## EXTRAIT DU DOCUMENT
§ §

De huit heures à dix-huit heures trente. Dire bonjour, être énergique. Etre rapide. Décrocher, parler, écouter, parler, raccrocher. A chaque appel appliquer des instructions différentes. Rester accueillant. Mais ferme. Décrocher, raccorcher. Traiter les appels en moins de soixante-dix-sept secondes. Pendant quatre heures le matin, une pause de dix minutes. Cinq heures trente l'après-midi, une pause de dix minutes.
Rester énergique. Malgré le coup de barre de treize heures trente. Se gaver de café. En vain. Par miracle, une fois de temps en temps, une pause de quelques secondes s'insinue entre les appels. Parfois pas une seule fois de la journée. En profiter pour savourer le silence relatif. Surtout ne penser à rien. Le prochain appel cogne derrière la tête et on se prend à ne plus rêver qu'à la prochaine fois, hautement hypothétique, où le téléphone cessera de sonner. Quelques secondes. Ou pas.
Différentes stratégies pour tenir. Ne surtout pas regarder l'heure. Rire très fort avec ses collègues. Pester en off contre les patients.
Constater, quand on pense être déjà au bout du rouleau, que la fin de la journée n'est que dans deux heures et demi. Et constater que malgré la peine le corps tient. Ne pas s'effondrer en pleurs. Ne pas s'enfuir en courant. Ne pas défoncer l'écran à coup de clavier. Rester enchaîné au bureau, les oreilles douloureuses de toutes les interférences, des télé allumées en fond sonore, des bébés qui hurlent, des voitures qui klaxonnent... Les jambes enkylosées, rester sans bouger. Les yeux qui piquent, continuer à fixer l'écran. Supporter au-dessus de ça la chaleur des huit machines allumées en même temps dans 15 mètres carrés.
Une chose intéressante à remarquer, c'est que quand on arrive au bout de ses forces, on a tendance à aller de plus en plus vite. On veut se débarasser de l'appel. On devient plus efficace. Plus rapide. Comme si ces secondes gagnées avaient la moindre de chance de se transformer en minutes de répis. Bien sûr ça n'est jamais le cas. L'appel suivant arrive quelques secondes plus tôt. Et le piège se referme. Le système se nourrit de la souffrance du travailleur. C'est un truc que j'avais étudié en cours. Mais ça ne m'est d'aucune aide.

§ §

[Données d'expressions référentielles]
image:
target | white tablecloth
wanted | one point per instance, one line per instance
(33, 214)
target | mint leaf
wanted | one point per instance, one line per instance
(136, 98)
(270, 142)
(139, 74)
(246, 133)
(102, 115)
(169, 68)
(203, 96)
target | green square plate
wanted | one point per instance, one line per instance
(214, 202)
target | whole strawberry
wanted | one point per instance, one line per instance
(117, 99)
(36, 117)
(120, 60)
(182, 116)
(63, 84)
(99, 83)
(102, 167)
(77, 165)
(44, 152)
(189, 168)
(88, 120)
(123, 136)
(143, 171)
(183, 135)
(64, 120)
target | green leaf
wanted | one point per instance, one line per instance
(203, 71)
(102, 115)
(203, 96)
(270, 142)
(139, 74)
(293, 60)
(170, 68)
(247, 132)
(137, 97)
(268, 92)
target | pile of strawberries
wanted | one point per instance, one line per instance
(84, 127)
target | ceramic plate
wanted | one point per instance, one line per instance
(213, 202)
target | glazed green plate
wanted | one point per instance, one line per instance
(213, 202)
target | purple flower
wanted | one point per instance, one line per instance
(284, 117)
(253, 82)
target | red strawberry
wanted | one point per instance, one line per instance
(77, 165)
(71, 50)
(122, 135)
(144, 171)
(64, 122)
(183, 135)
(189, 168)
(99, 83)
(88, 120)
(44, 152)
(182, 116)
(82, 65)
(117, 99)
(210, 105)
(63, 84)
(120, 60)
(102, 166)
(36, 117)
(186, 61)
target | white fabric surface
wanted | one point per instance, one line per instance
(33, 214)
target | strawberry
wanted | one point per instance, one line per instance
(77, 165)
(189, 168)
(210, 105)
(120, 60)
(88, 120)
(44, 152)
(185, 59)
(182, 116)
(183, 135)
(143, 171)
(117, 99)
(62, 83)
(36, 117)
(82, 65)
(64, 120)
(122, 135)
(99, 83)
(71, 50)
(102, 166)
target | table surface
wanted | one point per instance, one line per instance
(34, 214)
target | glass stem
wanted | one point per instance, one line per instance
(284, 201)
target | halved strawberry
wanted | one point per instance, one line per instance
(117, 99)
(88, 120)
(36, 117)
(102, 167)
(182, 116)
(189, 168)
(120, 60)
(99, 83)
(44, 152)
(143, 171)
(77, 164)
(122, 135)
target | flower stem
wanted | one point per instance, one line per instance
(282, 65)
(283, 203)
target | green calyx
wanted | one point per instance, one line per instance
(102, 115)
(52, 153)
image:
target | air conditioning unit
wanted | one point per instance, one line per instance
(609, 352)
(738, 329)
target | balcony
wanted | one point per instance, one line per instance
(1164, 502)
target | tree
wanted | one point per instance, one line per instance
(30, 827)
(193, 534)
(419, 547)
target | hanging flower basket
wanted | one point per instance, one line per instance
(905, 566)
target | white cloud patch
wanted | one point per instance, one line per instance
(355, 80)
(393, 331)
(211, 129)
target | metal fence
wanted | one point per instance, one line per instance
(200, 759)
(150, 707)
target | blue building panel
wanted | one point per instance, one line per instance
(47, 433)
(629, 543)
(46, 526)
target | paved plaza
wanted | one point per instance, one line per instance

§ §

## EXERCICES
a) Indiquez si chacune des affirmations suivantes concorde avec l'extrait, en répondant par oui ou par non et en citant les mots décisifs : (i) la pause du matin dure dix minutes ; (ii) les appels doivent être traités en moins de soixante secondes ; (iii) huit machines sont allumées en même temps dans 15 mètres carrés.
b) Reproduisez à l'identique le passage de l'extrait qui s'ouvre sur les mots contenant « Différentes stratégies pour » et se termine par « 15 mètres carrés. ».
Les enregistrements forment un matériau indépendant de l'extrait.

## CORRIGÉ DES EXERCICES
a)
(i) Oui : « Pendant quatre heures le matin, une pause de dix minutes. »
(ii) Non : « Traiter les appels en moins de soixante-dix-sept secondes. »
(iii) Oui : « la chaleur des huit machines allumées en même temps dans 15 mètres carrés »

b)
Différentes stratégies pour tenir. Ne surtout pas regarder l'heure. Rire très fort avec ses collègues. Pester en off contre les patients.
Constater, quand on pense être déjà au bout du rouleau, que la fin de la journée n'est que dans deux heures et demi. Et constater que malgré la peine le corps tient. Ne pas s'effondrer en pleurs. Ne pas s'enfuir en courant. Ne pas défoncer l'écran à coup de clavier. Rester enchaîné au bureau, les oreilles douloureuses de toutes les interférences, des télé allumées en fond sonore, des bébés qui hurlent, des voitures qui klaxonnent... Les jambes enkylosées, rester sans bouger. Les yeux qui piquent, continuer à fixer l'écran. Supporter au-dessus de ça la chaleur des huit machines allumées en même temps dans 15 mètres carrés.